▶ _Provided passage_:
>> start

HTTP/API rate limits are configured through runtime.params (cluster defaults) and per-dataset overrides. Precedence is:

dataset param > runtime.params.http_* default > unset

When state_location is set, the configured RPS/RPM quota is converted into a token budget per lease window and distributed across replicas using a demand-weighted leased token-bucket model.

runtime.functions​

Controls whether functions declared in the top-level functions: section (and tools: entries with as_sql: true) are registered with the SQL engine. Defaults to disabled.

runtime:
functions:
enabled: true
ParameterOptionalDefaultDescription
enabledYesfalseWhen true, the runtime registers functions: entries and exposes them via SQL and /v1/functions.

When disabled, the functions: block is parsed but not registered, list_udfs() returns no user-source rows, and GET /v1/functions returns an empty array.

See the Functions Spicepod reference for the function declaration schema.

runtime.shutdown_timeout​

Controls how long Spice waits for connections to be gracefully drained and for components to shut down cleanly during runtime termination. Defaults to 30 seconds.

runtime:
shutdown_timeout: 1m

runtime.tls​

The TLS section specifies the configuration for enabling Transport Layer Security (TLS) for all endpoints exposed by the runtime. Learn more about enabling TLS.

In addition to configuring TLS via the manifest, TLS can also be configured via spiced command line arguments using the --tls-enabled true flag along with --tls-certificate/--tls-certificate-file and --tls-key/--tls-key-file.

>> end

(Rows drawn from a dataset)
>> start

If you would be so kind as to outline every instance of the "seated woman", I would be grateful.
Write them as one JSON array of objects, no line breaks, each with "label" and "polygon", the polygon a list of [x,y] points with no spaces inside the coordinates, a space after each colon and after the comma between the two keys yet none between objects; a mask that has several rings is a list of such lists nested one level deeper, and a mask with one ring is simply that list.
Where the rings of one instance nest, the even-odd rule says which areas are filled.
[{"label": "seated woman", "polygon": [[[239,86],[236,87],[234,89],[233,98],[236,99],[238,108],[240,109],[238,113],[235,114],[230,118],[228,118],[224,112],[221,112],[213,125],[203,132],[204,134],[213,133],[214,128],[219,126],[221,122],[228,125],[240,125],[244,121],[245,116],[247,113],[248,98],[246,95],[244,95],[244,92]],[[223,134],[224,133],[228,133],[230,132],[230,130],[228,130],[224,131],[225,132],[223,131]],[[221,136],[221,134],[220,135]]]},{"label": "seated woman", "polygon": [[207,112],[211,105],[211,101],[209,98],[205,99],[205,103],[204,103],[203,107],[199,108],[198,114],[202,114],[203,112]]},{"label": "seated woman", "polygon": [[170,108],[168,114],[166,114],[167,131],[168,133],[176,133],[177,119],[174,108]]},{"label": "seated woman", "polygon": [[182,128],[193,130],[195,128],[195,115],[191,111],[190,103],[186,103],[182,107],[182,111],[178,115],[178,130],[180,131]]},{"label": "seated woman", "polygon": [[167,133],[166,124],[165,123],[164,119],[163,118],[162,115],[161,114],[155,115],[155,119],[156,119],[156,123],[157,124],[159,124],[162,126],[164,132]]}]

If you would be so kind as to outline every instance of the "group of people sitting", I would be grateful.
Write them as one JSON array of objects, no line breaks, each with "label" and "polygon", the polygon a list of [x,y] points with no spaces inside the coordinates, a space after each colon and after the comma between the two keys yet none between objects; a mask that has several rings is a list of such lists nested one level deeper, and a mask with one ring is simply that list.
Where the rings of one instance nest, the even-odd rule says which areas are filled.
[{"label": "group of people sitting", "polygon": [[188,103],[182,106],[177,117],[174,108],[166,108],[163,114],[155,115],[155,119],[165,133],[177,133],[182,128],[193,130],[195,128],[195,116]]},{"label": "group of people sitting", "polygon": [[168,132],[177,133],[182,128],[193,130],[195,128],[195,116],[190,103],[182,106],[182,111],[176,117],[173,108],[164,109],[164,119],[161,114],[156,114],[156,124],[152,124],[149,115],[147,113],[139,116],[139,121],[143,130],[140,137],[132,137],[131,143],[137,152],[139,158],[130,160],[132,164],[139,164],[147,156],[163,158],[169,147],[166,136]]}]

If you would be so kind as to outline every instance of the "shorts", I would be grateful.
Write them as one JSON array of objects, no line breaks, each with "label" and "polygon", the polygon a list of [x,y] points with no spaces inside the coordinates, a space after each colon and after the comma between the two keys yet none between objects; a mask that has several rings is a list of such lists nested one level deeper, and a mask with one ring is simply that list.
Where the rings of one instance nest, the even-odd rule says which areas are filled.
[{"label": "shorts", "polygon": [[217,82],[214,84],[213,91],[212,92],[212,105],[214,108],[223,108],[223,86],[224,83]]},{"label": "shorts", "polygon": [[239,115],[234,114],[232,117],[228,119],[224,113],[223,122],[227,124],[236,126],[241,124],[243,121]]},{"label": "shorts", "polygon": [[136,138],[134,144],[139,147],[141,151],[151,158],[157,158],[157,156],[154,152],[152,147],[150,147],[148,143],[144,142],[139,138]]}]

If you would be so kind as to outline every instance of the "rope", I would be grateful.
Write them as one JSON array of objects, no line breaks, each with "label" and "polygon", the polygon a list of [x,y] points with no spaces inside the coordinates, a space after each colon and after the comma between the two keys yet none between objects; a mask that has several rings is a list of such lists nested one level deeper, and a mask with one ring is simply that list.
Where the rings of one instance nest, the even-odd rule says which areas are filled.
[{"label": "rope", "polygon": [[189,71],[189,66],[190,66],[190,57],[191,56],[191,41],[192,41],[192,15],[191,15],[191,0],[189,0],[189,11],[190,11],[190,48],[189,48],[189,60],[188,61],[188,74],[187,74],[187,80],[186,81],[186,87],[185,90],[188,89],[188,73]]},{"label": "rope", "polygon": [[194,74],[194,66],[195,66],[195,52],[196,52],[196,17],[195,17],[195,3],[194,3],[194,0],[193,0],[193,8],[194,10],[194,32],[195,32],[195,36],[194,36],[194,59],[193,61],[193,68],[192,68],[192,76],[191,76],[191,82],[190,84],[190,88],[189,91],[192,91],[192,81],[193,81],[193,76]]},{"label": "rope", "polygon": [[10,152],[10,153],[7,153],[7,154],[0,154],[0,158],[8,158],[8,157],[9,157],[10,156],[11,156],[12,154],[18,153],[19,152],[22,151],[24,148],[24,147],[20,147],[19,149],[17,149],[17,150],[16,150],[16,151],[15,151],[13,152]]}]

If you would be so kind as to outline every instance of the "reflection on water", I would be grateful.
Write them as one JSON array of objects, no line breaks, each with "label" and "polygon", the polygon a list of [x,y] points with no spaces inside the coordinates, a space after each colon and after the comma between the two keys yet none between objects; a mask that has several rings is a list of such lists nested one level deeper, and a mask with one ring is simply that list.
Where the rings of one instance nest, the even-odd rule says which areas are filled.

>> end

▶ _Directives_:
• a. Extract each line of the listing that contains the string "shorts".
• b. Write a continuation of the runtime configuration text, beginning after its final sentence.

▶ _Task responses_:
• a.
If you would be so kind as to outline every instance of the "shorts", I would be grateful.
[{"label": "shorts", "polygon": [[217,82],[214,84],[213,91],[212,92],[212,105],[214,108],[223,108],[223,86],[224,83]]},{"label": "shorts", "polygon": [[239,115],[234,114],[232,117],[228,119],[224,113],[223,122],[227,124],[236,126],[241,124],[243,121]]},{"label": "shorts", "polygon": [[136,138],[134,144],[139,147],[141,151],[151,158],[157,158],[157,156],[154,152],[152,147],[150,147],[148,143],[144,142],[139,138]]}]

• b.
runtime.tls.enabled​

Enables or disables TLS for the runtime endpoints.

runtime:
tls:
...
enabled: true # or false

runtime.tls.certificate​

The TLS certificate to use for securing the runtime endpoints. The certificate can also come from secrets.

runtime:
tls:
...
certificate: |
-----BEGIN CERTIFICATE-----
...
-----END CERTIFICATE-----
runtime:
tls:
...
certificate: ${secrets:tls_cert}

runtime.tls.certificate_file​

The path to the TLS PEM-encoded certificate file. Only one of certificate or certificate_file must be used.

runtime:
tls:
...
certificate_file: /path/to/cert.pem

runtime.tls.key​

The TLS key to use for securing the runtime endpoints. The key can also come from secrets.

runtime:
tls:
...
key: |
-----BEGIN PRIVATE KEY-----
...
-----END PRIVATE KEY-----
runtime:
tls:
...
key: ${secrets:tls_key}

runtime.tls.key_file​

The path to the TLS PEM-encoded key file. Only one of key or key_file must be used.

runtime:
tls:
...
key_file: /path/to/key.pem

runtime.tls.client_auth_mode​

Enterprise Feature

mTLS (client certificate authentication) is included in the Enterprise distribution of Spice.ai. Learn more.

Controls whether the runtime requires, requests, or ignores client certificates on its public endpoints (HTTP, Flight, Metrics). Defaults to none.

ModeBehavior
none (default)Standard one-way TLS. No client certificate is requested.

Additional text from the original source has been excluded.